** AIM OF THE EXERCISE **
Beginning with the line that holds "box: [350, 76, 495, 123]" in the data below, give again every line through the one that holds "74L485 68L461 81L391", exactly as written.

** INFORMATION SUPPLIED **
*** Begin section ***
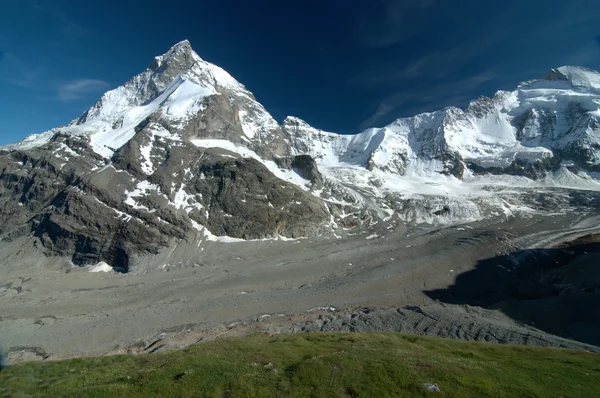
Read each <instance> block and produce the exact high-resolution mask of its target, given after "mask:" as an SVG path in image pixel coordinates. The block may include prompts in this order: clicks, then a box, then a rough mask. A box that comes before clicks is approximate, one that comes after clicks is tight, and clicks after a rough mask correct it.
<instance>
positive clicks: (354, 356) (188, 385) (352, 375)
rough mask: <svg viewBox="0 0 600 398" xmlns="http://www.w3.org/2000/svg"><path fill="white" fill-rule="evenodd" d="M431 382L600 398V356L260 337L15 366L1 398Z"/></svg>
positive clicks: (405, 388)
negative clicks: (179, 347)
mask: <svg viewBox="0 0 600 398" xmlns="http://www.w3.org/2000/svg"><path fill="white" fill-rule="evenodd" d="M269 364H271V365H269ZM265 365H266V366H265ZM423 383H437V384H438V385H439V387H440V389H441V391H442V393H441V394H439V395H444V396H451V397H463V396H465V397H467V396H468V397H470V396H475V397H483V396H493V397H511V398H512V397H600V356H599V355H596V354H590V353H584V352H577V351H568V350H558V349H546V348H531V347H519V346H502V345H492V344H483V343H468V342H462V341H454V340H445V339H436V338H430V337H416V336H406V335H401V334H394V333H376V334H359V333H353V334H348V333H343V334H342V333H339V334H336V333H331V334H297V335H280V336H275V337H268V336H264V335H256V336H250V337H245V338H236V339H227V340H219V341H215V342H210V343H205V344H199V345H196V346H193V347H190V348H188V349H185V350H182V351H174V352H170V353H165V354H148V355H140V356H113V357H100V358H79V359H73V360H66V361H58V362H43V363H27V364H20V365H14V366H9V367H7V368H4V369H3V370H2V371H1V372H0V396H10V397H19V396H30V395H41V396H52V397H59V396H78V397H83V396H94V397H107V396H115V397H123V396H124V397H127V398H131V397H150V396H160V397H167V396H176V397H188V396H201V397H205V396H207V397H212V396H216V397H222V396H226V397H247V396H265V397H273V396H282V397H288V396H291V397H306V396H317V397H320V396H322V397H330V396H342V397H358V396H360V397H363V396H364V397H385V396H430V395H432V393H430V392H427V391H425V389H424V388H423V387H422V384H423ZM433 395H434V396H435V395H436V394H433Z"/></svg>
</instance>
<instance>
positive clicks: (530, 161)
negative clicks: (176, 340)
mask: <svg viewBox="0 0 600 398" xmlns="http://www.w3.org/2000/svg"><path fill="white" fill-rule="evenodd" d="M599 118H600V74H598V73H597V72H594V71H591V70H587V69H583V68H577V67H562V68H558V69H553V70H552V71H551V72H550V73H549V74H548V75H547V76H546V77H545V78H543V79H541V80H535V81H531V82H525V83H522V84H521V85H519V87H518V88H517V89H516V90H515V91H512V92H498V93H497V94H496V95H495V96H494V97H493V98H480V99H478V100H476V101H473V102H471V104H470V105H469V106H468V107H467V109H465V110H461V109H458V108H452V107H451V108H446V109H444V110H441V111H437V112H433V113H425V114H420V115H416V116H414V117H411V118H405V119H399V120H397V121H395V122H393V123H392V124H390V125H388V126H386V127H384V128H377V129H376V128H373V129H368V130H366V131H364V132H362V133H360V134H357V135H338V134H334V133H328V132H323V131H321V130H318V129H315V128H313V127H311V126H310V125H308V124H307V123H305V122H304V121H302V120H301V119H298V118H294V117H289V118H287V119H286V120H284V121H283V123H282V124H281V125H279V124H278V123H277V122H276V121H275V120H274V119H273V118H272V117H271V115H270V114H269V113H268V112H267V111H266V110H265V108H264V107H263V106H262V105H261V104H260V103H258V102H257V101H256V99H255V97H254V96H253V94H252V93H250V92H249V91H248V90H247V89H246V88H245V87H244V86H243V85H242V84H240V83H239V82H237V81H236V80H235V79H234V78H233V77H231V76H230V75H229V74H228V73H227V72H225V71H224V70H222V69H221V68H219V67H217V66H215V65H212V64H210V63H208V62H206V61H204V60H202V59H201V58H200V57H199V56H198V55H197V54H196V53H195V52H194V51H193V50H192V48H191V45H190V43H189V42H188V41H183V42H181V43H178V44H176V45H175V46H173V47H172V48H171V49H170V50H169V51H168V52H167V53H165V54H164V55H162V56H159V57H156V58H155V59H154V60H153V61H152V63H151V64H150V66H149V67H148V68H147V69H146V70H145V71H143V72H142V73H141V74H139V75H137V76H135V77H134V78H133V79H131V80H130V81H128V82H127V83H125V84H124V85H123V86H120V87H118V88H116V89H114V90H111V91H109V92H107V93H105V94H104V95H103V96H102V97H101V98H100V99H99V100H98V101H97V102H96V103H95V104H94V105H93V106H92V107H91V108H90V109H89V110H87V111H86V112H85V113H84V114H83V115H81V116H80V117H78V118H76V119H75V120H73V121H72V122H71V123H70V124H69V125H68V126H66V127H60V128H56V129H53V130H50V131H48V132H46V133H42V134H40V135H36V136H30V137H27V138H26V139H25V140H23V141H21V142H19V143H16V144H13V145H8V146H4V147H0V170H1V171H0V204H1V209H2V210H0V220H2V221H3V222H2V223H1V224H0V237H1V238H2V240H6V241H9V240H14V239H26V240H27V242H28V243H27V244H28V245H30V246H31V247H36V248H37V249H38V250H40V251H41V252H43V253H44V254H46V255H49V256H55V255H58V256H65V257H69V258H70V259H71V261H72V262H73V263H74V264H76V265H88V264H96V263H98V262H106V263H108V264H109V265H111V266H112V267H114V268H116V269H121V270H129V269H130V268H131V267H132V266H135V263H136V261H138V259H139V258H140V256H142V257H144V256H147V255H152V254H156V253H158V252H159V251H160V250H161V249H163V248H165V247H173V246H176V245H178V242H186V243H190V242H201V241H203V240H221V241H226V242H228V241H233V240H235V239H245V240H252V239H296V238H301V237H316V236H322V237H343V236H345V235H348V234H356V233H363V232H367V233H373V232H377V231H378V230H379V229H381V228H384V229H386V228H393V227H394V226H395V225H398V224H402V223H413V222H416V223H430V224H438V223H455V222H466V221H472V220H476V219H481V218H486V217H510V216H514V215H516V214H520V213H522V212H525V213H526V212H528V211H532V210H534V211H538V212H540V211H541V212H543V211H546V210H548V211H551V210H552V211H553V210H554V209H550V207H546V206H545V205H544V204H543V203H540V201H539V198H538V196H537V193H536V191H538V190H540V189H556V188H558V189H559V190H565V189H566V190H568V191H574V190H577V191H580V190H598V189H600V184H599V183H598V181H597V179H596V178H597V176H598V175H597V174H595V173H598V172H600V152H599V151H600V122H599ZM515 192H517V193H515ZM561 195H562V193H561ZM561 195H557V199H556V200H558V201H560V197H562V196H561ZM565 200H567V201H568V199H565ZM552 204H553V206H554V205H555V204H556V201H554V202H552Z"/></svg>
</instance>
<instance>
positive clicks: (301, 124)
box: [283, 116, 308, 126]
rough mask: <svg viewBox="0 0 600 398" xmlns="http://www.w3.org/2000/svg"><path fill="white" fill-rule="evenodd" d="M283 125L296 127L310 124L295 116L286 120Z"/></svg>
mask: <svg viewBox="0 0 600 398" xmlns="http://www.w3.org/2000/svg"><path fill="white" fill-rule="evenodd" d="M283 124H295V125H307V126H308V123H306V122H305V121H304V120H302V119H300V118H298V117H295V116H288V117H286V118H285V119H284V121H283Z"/></svg>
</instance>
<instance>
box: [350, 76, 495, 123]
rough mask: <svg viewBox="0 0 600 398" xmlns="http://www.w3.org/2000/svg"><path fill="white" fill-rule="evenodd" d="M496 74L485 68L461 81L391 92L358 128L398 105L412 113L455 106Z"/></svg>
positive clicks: (389, 117)
mask: <svg viewBox="0 0 600 398" xmlns="http://www.w3.org/2000/svg"><path fill="white" fill-rule="evenodd" d="M497 78H498V76H497V75H496V74H495V73H492V72H489V71H487V72H483V73H480V74H478V75H475V76H472V77H469V78H466V79H462V80H460V81H455V82H445V83H441V84H437V85H434V86H430V87H424V88H422V89H420V90H413V91H411V92H407V91H400V92H397V93H394V94H392V95H390V96H388V97H386V98H384V99H383V100H382V101H381V102H380V103H379V104H378V106H377V109H376V110H375V112H374V113H373V115H371V116H370V117H369V118H368V119H366V120H365V121H363V122H362V123H361V125H360V128H361V129H365V128H369V127H373V126H377V125H379V124H380V123H381V122H382V121H383V120H384V119H389V118H390V117H391V114H392V113H394V112H398V111H399V110H400V109H402V110H403V113H404V114H405V115H412V114H415V113H419V112H424V111H430V112H431V111H435V110H437V109H440V108H443V107H445V106H450V105H454V106H457V105H459V104H460V103H464V102H466V101H467V100H469V99H470V98H472V92H473V91H475V90H476V89H477V88H478V87H479V86H481V85H482V84H484V83H487V82H489V81H492V80H495V79H497ZM407 106H408V108H407Z"/></svg>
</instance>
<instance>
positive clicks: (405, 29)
mask: <svg viewBox="0 0 600 398" xmlns="http://www.w3.org/2000/svg"><path fill="white" fill-rule="evenodd" d="M435 3H436V0H414V1H403V0H375V1H373V2H372V3H371V2H369V6H370V8H371V9H379V10H380V15H378V16H377V18H375V19H374V20H371V19H369V18H365V19H363V20H362V21H361V22H360V23H359V24H358V25H357V28H356V34H357V35H358V37H359V40H360V42H361V43H362V44H363V45H365V46H367V47H375V48H377V47H387V46H390V45H394V44H396V43H399V42H402V41H405V40H408V39H410V38H411V37H414V36H416V35H418V34H419V33H421V32H423V31H424V30H425V29H427V26H425V25H423V24H422V23H421V21H422V17H423V16H425V15H427V14H429V16H430V17H431V13H432V9H433V10H434V8H433V7H432V6H433V5H435ZM434 11H435V10H434ZM381 14H383V15H381Z"/></svg>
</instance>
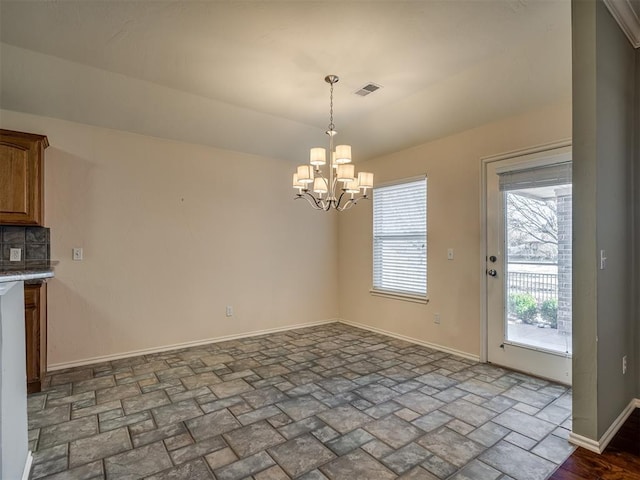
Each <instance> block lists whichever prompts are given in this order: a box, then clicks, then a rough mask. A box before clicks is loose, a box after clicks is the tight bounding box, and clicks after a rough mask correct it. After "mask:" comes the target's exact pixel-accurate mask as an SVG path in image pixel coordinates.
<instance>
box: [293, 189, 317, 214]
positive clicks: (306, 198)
mask: <svg viewBox="0 0 640 480" xmlns="http://www.w3.org/2000/svg"><path fill="white" fill-rule="evenodd" d="M299 198H304V199H305V200H306V201H307V202H309V205H311V206H312V207H313V208H315V209H316V210H323V206H322V205H321V204H320V203H319V202H318V200H317V199H316V198H315V197H314V196H313V195H311V194H310V193H309V192H304V194H302V193H298V194H297V195H296V198H295V200H298V199H299Z"/></svg>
*** End section ***
** SOLUTION TO THIS TASK **
box: [350, 76, 495, 123]
rough mask: <svg viewBox="0 0 600 398" xmlns="http://www.w3.org/2000/svg"><path fill="white" fill-rule="evenodd" d="M496 74L485 68L461 81L391 92L358 128L398 105L412 113L455 106Z"/></svg>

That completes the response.